### INFORMATION PROVIDED
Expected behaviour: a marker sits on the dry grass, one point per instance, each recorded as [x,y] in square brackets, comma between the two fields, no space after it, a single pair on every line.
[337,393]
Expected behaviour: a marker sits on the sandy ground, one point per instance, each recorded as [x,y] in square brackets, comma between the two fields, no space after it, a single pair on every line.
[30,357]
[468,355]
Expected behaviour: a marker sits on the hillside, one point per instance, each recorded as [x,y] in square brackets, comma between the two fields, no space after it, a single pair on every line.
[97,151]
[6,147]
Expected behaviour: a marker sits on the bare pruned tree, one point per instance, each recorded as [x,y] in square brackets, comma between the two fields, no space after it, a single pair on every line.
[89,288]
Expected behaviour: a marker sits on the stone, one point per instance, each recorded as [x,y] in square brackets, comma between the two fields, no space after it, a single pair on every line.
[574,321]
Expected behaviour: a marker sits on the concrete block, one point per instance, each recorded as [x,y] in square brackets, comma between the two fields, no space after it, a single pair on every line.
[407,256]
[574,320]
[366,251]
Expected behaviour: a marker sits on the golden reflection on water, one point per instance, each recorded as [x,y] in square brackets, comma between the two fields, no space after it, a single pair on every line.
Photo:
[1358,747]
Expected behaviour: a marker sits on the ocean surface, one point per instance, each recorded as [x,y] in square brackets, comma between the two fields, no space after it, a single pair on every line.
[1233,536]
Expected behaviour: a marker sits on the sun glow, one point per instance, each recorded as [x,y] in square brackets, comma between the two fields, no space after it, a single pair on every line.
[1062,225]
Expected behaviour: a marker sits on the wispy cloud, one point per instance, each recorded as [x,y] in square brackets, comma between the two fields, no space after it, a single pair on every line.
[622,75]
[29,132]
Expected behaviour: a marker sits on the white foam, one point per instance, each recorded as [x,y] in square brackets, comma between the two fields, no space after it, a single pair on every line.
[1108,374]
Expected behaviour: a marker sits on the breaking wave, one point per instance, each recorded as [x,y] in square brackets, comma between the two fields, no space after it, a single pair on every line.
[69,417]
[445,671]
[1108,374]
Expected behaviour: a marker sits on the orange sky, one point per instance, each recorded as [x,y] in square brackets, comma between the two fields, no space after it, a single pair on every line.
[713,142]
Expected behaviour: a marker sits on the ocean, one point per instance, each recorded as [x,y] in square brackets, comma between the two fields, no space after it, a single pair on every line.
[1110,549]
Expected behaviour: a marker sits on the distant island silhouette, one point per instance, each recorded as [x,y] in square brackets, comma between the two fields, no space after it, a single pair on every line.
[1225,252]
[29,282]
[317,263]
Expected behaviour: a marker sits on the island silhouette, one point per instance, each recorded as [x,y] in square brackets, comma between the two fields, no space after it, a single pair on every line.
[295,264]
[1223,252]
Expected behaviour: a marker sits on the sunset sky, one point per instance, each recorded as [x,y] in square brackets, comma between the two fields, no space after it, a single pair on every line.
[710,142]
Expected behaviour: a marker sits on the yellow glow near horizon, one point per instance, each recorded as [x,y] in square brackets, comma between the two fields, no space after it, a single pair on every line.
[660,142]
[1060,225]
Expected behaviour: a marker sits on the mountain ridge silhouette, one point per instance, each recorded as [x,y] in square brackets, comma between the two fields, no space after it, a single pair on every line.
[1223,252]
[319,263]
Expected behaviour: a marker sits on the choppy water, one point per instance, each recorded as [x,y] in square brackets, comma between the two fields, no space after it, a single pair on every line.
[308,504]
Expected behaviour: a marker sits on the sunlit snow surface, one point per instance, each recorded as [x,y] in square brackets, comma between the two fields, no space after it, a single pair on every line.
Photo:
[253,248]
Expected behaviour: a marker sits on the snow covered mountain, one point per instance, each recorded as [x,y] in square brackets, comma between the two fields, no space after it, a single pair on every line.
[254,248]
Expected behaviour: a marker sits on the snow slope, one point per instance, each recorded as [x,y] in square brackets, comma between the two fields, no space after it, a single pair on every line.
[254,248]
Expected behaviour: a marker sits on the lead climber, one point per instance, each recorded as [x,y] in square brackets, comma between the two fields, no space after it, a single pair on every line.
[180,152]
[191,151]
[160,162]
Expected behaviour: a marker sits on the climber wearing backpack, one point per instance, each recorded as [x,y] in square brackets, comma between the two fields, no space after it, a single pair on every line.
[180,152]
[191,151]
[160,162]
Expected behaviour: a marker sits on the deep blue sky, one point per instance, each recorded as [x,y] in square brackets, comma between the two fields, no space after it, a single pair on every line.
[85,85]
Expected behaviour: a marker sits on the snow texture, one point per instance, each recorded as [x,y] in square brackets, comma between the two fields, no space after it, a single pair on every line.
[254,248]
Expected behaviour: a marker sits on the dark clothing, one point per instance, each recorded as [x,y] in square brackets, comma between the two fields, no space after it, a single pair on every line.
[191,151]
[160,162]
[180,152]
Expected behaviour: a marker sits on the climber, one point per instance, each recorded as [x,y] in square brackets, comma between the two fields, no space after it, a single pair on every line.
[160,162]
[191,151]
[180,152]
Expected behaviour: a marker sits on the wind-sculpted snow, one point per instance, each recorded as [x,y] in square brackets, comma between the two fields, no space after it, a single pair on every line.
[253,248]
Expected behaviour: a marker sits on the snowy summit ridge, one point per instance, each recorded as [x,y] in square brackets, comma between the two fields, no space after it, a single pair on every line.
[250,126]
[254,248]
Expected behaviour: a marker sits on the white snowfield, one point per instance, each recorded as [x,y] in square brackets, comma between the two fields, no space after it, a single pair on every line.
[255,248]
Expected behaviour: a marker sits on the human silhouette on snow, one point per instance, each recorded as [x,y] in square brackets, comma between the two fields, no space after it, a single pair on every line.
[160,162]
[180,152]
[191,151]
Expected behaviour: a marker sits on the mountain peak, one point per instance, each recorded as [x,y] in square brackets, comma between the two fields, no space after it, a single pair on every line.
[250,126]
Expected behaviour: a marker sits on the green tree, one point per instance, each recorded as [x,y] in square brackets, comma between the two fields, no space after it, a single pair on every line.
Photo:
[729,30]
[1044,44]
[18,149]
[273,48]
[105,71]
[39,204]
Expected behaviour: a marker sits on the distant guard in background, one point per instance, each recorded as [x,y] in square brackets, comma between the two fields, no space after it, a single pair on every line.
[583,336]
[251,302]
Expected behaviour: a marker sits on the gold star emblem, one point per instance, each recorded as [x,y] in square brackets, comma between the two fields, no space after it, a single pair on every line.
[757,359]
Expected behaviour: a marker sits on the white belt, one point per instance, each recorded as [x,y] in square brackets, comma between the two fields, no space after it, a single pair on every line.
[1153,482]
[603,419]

### EXERCISE GOAL
Can you rewrite the material from the line containing "Expected behaviour: a marker sits on the gold star" through the end, with "white belt" changed to "red belt" and nothing else altered?

### RESULT OF THE TASK
Expected behaviour: a marker sits on the gold star emblem, one point per instance, each recorded as [x,y] in square brackets, comma between the two fields, no space after it, a single pair on every line.
[757,359]
Expected behaviour: a marker sits on the red belt, one point per instance, each recorded as [x,y] in square brackets, comma between the two fields, no space after it, a single pair on every line.
[1153,482]
[603,419]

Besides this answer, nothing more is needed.